▶ _Task objective_: All the data should be printed again exactly as written.

▶ _Provided data_:

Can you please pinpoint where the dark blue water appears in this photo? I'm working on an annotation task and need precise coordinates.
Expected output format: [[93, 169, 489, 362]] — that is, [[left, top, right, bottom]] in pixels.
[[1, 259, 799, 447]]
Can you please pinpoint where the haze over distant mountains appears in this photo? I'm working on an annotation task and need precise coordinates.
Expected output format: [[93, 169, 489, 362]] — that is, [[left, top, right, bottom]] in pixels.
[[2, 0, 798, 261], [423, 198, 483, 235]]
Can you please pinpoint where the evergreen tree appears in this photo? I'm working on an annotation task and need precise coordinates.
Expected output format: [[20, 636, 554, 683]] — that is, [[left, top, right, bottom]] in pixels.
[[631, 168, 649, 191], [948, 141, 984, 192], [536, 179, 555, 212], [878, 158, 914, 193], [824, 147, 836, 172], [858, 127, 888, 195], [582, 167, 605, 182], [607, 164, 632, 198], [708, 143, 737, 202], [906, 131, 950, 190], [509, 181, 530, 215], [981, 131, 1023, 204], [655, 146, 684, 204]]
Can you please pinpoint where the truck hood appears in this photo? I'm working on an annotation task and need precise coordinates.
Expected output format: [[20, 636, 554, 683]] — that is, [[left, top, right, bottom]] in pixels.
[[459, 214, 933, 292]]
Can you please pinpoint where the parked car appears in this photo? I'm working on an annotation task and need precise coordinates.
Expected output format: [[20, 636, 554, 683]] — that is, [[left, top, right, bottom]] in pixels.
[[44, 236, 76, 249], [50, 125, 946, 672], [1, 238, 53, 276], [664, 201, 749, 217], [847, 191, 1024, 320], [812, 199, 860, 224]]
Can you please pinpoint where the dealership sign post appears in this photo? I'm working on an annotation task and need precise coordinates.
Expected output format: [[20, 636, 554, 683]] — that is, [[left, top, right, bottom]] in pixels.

▶ _Exercise result_:
Can you please pinpoint where the dark blue water appears in this photo? I'm working on an annotation task and need precise coordinates.
Expected output format: [[93, 169, 489, 362]] — that is, [[left, top, right, bottom]] in pixels.
[[1, 259, 799, 447]]
Can you please pinpoint where the haze over distant mountains appears in this photo? I'm working on an annotation task and need precise coordinates.
Expected output format: [[93, 169, 489, 362]] — that is, [[left, top, right, bottom]] in pixels.
[[2, 0, 798, 261], [423, 198, 483, 235]]
Can you please pinpoint where the evergreen tree appears in this photo? I'm working on an annotation task and need precise coordinates.
Expected output format: [[20, 636, 554, 683]] — that is, [[left, top, right, bottom]] in pixels.
[[631, 168, 649, 191], [948, 141, 984, 192], [536, 179, 555, 212], [878, 158, 914, 193], [824, 147, 836, 172], [858, 127, 888, 195], [582, 167, 605, 182], [607, 164, 632, 198], [708, 143, 737, 202], [906, 131, 950, 190], [509, 181, 530, 215], [981, 131, 1023, 204], [655, 146, 684, 204]]
Can you please pinpoint where the truck hood appears in this photo? I'm working on an annotation task and need precise coordinates.
Expected output format: [[20, 636, 554, 683]] — that is, [[left, top, right, bottom]] in pixels.
[[459, 214, 933, 292]]
Can you please pinpoint where the parked car appears in this photo? I'm working on an annotation task and need precise coordinates.
Expected output format: [[20, 636, 554, 683]] — that is, [[left, top, right, bottom]] in pixels.
[[44, 236, 76, 249], [50, 125, 946, 672], [1, 238, 53, 276], [664, 201, 749, 217], [847, 191, 1024, 320], [812, 199, 860, 224]]
Can you please pinpoint where the dealership sign post appears in this photo? I'm working on an annotation task and need precise coordinates.
Expected output format: [[20, 636, 554, 683]] — that is, [[left, top, right, bottom]] in pixels.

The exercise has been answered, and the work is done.